Yemen's president urges Houthis to allow humanitarian aid
Yemen's embattled and exiled president on
Thursday urged his government's rival, the Iran-backed Houthi rebels, to stop
impeding the flow of urgently needed humanitarian aid.
President Abed Rabbo Mansour Hadi's plea aired
more than a week after an international watchdog organization warned that all
sides in Yemen's conflict were interfering with the arrival of food, health
care supplies, water and sanitation support.
His remarks came in a prerecorded speech to
the UN General Assembly, whose annual gathering of world leaders was being held
virtually because of the COVID-19 pandemic.
In his speech, the Yemeni president also asked
that the Houthis allow a UN team immediate access to an abandoned oil tanker
that risks causing massive environmental damage to the Red Sea.
Hadi spoke from Saudi Arabia, where he has
been living during the more than five-year-long war that has ravaged the Arab
world's poorest nation on the western tip of the Arabian Peninsula.
Hadi represents the internationally-recognized
government of Yemen that was pushed out of the capital, Sanaa, in late 2014 by
the Houthis. A Saudi-led coalition backing Hadi has been at war in Yemen ever
since, sparking the world's worst humanitarian disaster. Millions have been
displaced, pushed into poverty and live on the brink of famine.
We are trying to save our country and
establish a just and lasting peace,'' Hadi said, blaming Iran for meddling in
his nation. ``The objective is to stop the blood-letting in Yemen.''
But the Houthis are not the only ones standing
in the way of desperately needed aid. Human Rights Watch warned last week that
all warring parties in Yemen were severely restricting the delivery of
supplies.

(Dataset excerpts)
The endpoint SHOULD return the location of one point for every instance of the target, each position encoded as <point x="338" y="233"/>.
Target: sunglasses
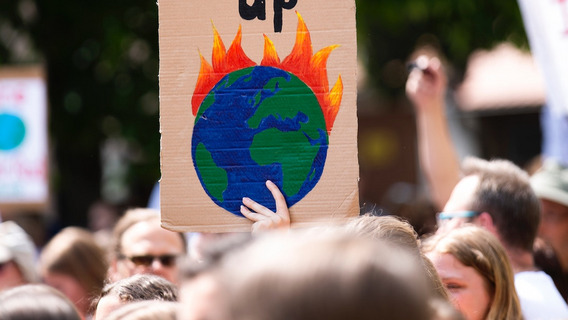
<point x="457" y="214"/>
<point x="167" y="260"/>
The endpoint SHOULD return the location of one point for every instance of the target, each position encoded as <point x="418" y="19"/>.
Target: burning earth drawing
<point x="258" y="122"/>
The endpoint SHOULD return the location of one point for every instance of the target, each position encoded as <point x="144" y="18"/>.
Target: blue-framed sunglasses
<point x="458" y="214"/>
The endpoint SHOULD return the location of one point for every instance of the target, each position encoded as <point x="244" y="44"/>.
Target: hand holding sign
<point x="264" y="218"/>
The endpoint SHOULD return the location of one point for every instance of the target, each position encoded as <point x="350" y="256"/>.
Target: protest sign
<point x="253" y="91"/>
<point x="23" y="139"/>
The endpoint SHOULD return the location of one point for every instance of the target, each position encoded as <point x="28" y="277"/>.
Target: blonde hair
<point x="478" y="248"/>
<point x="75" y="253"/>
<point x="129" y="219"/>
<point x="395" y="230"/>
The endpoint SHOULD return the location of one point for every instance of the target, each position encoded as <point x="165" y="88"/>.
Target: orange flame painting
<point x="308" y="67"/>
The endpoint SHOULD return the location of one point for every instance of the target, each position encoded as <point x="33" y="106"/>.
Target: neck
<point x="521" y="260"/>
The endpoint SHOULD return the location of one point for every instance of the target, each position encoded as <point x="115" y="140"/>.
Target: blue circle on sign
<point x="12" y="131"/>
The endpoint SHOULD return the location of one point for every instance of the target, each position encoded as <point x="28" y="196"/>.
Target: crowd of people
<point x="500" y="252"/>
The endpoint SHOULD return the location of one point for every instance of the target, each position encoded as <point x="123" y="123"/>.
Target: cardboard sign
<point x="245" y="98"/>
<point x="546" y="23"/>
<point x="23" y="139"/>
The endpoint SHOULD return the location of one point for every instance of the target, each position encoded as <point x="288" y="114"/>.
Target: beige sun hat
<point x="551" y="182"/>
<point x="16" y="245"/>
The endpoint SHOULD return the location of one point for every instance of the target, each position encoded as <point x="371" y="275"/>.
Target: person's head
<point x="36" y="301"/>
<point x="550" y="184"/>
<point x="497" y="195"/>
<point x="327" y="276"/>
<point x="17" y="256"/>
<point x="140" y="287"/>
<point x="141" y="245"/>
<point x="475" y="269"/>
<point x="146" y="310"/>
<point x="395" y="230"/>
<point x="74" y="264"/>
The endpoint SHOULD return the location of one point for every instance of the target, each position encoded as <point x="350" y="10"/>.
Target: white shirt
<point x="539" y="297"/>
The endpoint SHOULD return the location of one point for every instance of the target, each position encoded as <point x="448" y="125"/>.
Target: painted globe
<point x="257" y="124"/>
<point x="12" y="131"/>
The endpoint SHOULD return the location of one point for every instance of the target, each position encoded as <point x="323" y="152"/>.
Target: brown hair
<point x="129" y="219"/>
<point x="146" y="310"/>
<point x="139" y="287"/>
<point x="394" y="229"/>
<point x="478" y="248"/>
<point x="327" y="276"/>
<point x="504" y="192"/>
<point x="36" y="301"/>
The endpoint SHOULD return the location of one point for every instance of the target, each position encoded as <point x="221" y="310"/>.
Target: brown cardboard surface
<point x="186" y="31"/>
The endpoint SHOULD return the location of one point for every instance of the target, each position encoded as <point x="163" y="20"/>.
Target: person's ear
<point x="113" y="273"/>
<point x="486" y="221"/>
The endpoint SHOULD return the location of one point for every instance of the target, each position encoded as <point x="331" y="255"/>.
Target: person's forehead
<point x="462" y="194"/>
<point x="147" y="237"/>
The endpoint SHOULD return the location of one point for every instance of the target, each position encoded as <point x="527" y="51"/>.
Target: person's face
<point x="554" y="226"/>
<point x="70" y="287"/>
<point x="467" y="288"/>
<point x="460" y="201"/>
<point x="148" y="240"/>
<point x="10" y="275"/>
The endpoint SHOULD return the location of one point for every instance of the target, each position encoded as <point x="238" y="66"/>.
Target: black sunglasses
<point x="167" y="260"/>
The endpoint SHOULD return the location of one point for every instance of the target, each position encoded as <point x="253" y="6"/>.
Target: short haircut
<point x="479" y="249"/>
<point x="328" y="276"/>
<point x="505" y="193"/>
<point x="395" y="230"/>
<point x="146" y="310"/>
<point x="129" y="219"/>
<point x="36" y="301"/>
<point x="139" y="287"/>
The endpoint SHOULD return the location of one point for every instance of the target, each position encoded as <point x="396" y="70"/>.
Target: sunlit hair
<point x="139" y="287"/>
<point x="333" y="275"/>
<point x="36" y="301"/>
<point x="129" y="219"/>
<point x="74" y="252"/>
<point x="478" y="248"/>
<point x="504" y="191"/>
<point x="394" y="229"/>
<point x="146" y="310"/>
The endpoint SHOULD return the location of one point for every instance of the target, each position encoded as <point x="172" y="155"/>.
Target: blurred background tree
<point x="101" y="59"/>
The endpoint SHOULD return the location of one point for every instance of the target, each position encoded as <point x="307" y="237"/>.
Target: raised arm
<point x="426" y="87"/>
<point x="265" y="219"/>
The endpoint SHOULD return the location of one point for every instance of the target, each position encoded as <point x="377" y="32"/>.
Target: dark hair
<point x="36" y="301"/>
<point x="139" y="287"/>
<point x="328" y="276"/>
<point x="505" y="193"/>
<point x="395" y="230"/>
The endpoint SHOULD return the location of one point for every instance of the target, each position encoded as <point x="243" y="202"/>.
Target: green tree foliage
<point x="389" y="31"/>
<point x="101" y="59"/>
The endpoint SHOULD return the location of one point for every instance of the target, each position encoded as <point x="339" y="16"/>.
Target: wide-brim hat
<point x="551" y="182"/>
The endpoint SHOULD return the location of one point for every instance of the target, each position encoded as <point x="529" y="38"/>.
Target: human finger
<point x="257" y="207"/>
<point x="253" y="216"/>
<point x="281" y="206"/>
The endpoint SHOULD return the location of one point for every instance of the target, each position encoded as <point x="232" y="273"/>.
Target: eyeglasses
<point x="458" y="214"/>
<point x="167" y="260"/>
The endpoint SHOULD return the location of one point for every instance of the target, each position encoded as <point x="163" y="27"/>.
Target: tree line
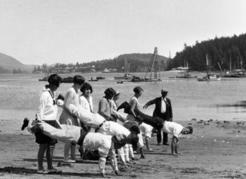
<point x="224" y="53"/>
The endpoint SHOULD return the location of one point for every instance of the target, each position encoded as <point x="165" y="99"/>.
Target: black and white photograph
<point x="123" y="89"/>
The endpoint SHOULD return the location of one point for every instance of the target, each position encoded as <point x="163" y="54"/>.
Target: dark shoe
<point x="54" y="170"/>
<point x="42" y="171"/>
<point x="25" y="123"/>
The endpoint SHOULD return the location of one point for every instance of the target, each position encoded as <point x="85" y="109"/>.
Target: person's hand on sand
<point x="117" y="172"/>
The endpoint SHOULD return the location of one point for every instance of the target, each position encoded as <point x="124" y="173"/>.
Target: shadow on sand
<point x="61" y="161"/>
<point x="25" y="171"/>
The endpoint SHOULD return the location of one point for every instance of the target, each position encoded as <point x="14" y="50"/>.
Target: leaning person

• [TASK LIST]
1. In the article about Yemen's president, what did Hadi ask the Houthis to give a UN team immediate access to?
2. Extend the article about Yemen's president and humanitarian aid with its next few paragraphs.

• [EXERCISE ANSWERS]
1. An abandoned oil tanker that risks causing massive environmental damage to the Red Sea.

2.
It also noted that international donors
slashed their funding in June partly because of the ``systemic interference''
in relief operations by the Houthis, Hadi's government and southern
separatists.
More than 17,500 civilians have been killed
and injured since 2015, and a quarter of all civilians killed in air raids are
women and children, according to the Yemen Data Project.
Thousands of the country's civilian deaths are
blamed on Saudi coalition airstrikes, which are backed by the United States.
Last year, President Donald Trump vetoed a resolution passed by Congress to end
US military assistance in Saudi Arabia's war in Yemen.
Multiple attempts by the UN to broker a peace
deal have failed to end the conflict. Also, separatists in the south, backed by
the United Arab Emirates, have long demanded succession from Houthi strongholds
in the north.
In addition to the humanitarian toll, the
Yemeni government in exile, the UN, and western diplomats have been sounding
the alarm and putting pressure on Houthis to secure the decaying oil tanker
near the port of Hodeida, which the group controls.